*Work instruction 1*
According to the workshop schedule, what does the Dance Mad Louie Dance! workshop require participants to have?
*Work instruction 2*
Reproduce the workshop schedule word for word between "1. Dance Mad" and "dancing and moving.", inclusive.
*Work instruction 3*
Resume the workshop schedule text after its final sentence.

*Text passage*
________________________

11:00 am-12:30 pm- Session II-Repeat of Session 1 workshops

12:30-1:30 pm- Lunch on your own (you will be provided with a list of area restaurants or you may bring your lunch)

1:30-3:00 pm- Session III

  1. Dance Mad Louie Dance!: This workshop will teach you how to use dance and other physical activities to help you and the children you care for maintain a healthy body and healthy mind well having fun! You will also learn how to use these activities to teach team work and listening skills.  This workshop requires proper footwear as you will be dancing and moving.
  2. 6.      Collaborative Art Making: Developing 21st Century Skills through the Arts:  Presented by, Megan Pollino. This presentation will focus on how to facilitate dynamic collaborative art projects that strengthen communication, problem solving, and team work skills in children.  Megan will speak on her experiences using creative mediums such as animation, film making, painting, and design to prepare children to work in collaborative environments. Educators and caregivers will participate in hands-on activities reflective of the approaches presented and sample lesson plans will be provided.

________________________

*Recorded information*
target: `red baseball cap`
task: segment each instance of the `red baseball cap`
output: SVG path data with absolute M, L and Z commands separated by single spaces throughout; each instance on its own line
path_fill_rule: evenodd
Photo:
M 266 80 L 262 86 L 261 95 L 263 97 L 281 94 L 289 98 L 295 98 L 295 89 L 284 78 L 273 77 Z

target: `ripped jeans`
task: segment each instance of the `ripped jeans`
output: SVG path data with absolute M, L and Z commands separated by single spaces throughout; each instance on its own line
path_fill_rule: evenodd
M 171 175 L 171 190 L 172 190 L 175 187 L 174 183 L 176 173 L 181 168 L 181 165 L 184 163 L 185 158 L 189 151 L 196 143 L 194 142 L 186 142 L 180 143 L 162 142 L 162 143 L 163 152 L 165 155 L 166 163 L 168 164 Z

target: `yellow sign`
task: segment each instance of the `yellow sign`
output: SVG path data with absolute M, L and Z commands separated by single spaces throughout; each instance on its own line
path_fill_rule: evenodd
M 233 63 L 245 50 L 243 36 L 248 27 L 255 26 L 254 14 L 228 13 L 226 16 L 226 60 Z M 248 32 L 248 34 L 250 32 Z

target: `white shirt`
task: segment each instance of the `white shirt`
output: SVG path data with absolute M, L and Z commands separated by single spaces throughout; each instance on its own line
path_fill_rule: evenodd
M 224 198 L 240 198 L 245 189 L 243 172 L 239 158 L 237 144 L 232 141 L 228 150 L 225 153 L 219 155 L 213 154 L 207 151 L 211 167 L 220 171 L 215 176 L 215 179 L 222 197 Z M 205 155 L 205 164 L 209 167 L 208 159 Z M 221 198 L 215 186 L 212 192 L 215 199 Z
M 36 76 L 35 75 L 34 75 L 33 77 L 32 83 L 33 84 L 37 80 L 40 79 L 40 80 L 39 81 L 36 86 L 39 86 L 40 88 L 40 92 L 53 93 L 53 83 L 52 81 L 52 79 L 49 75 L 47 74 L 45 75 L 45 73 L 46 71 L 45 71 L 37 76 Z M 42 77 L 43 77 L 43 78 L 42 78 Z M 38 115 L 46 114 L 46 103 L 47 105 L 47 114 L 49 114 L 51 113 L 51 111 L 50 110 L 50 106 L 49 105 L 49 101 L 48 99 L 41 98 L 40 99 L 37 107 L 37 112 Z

________________________

*Answer section 1*
Proper footwear, since participants will be dancing and moving.

*Answer section 2*
1. Dance Mad Louie Dance!: This workshop will teach you how to use dance and other physical activities to help you and the children you care for maintain a healthy body and healthy mind well having fun! You will also learn how to use these activities to teach team work and listening skills.  This workshop requires proper footwear as you will be dancing and moving.

*Answer section 3*
  3. From Storybooks to Bookmaking: Incorporating Creative Writing in Early Childhood Classrooms: Presented by, Megan London.  In this workshop, participants will explore ways to bring creative writing and poetry into their work with children.  You will learn about active storytelling and how to create storyboards with children, as well as simple and easy ways to make books with children.
  4. Drama Every Day: Presented by, Lindsay Pinchbeck.  Explore elements of drama you can bring directly into your classroom and daily routines.  You will engage in activities inspired by dramatists Peter Slade, Brian Way, Viola Spolin, Dorothy Heathcote and more.  Group dynamics, personality types and various learning styles will also be explored through drama to encourage empathy in the classroom.  Elements of role play, non verbal and verbal drama games, puppetry and more will be experienced and shared.  This workshop is appropriate for all ages.